▶ [AIM OF THE TASK] Print nothing except the lines of the listing below from the line with "mouth shown in this photo." to the line with "head shown in this photo.", each exactly as written, both ends included.

DATA UNDER STUDY Start Marker

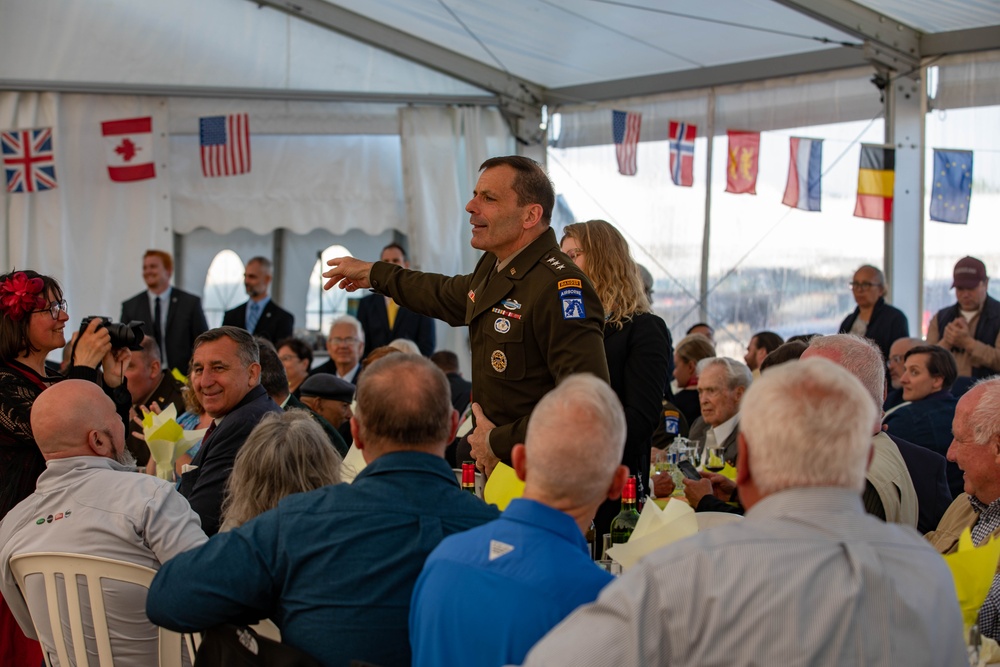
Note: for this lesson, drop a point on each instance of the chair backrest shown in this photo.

DATA UNDER STUDY End Marker
DATA UNDER STUDY Start Marker

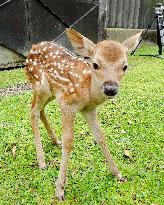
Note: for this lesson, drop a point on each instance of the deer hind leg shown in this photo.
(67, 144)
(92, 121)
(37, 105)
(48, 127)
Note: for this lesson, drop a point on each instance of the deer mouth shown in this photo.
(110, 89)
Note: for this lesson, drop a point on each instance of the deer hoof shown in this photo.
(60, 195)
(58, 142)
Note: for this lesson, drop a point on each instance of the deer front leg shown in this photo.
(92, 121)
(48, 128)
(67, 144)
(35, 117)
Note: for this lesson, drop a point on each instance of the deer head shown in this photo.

DATA UNDER STUDY End Marker

▶ [ANSWER TO THIS TASK]
Note: for this lesson, drop a point on each instance of the deer mouth shown in this photo.
(110, 89)
Note: for this lesson, drop a point on each instance of the deer hoof shown in this photo.
(60, 195)
(58, 142)
Note: for this lesson, drop a point on each instance of the deer front leg shown in this photo.
(92, 121)
(48, 128)
(67, 144)
(35, 117)
Note: for this lesson, drop a point on each instance of the deer head shown in this photo.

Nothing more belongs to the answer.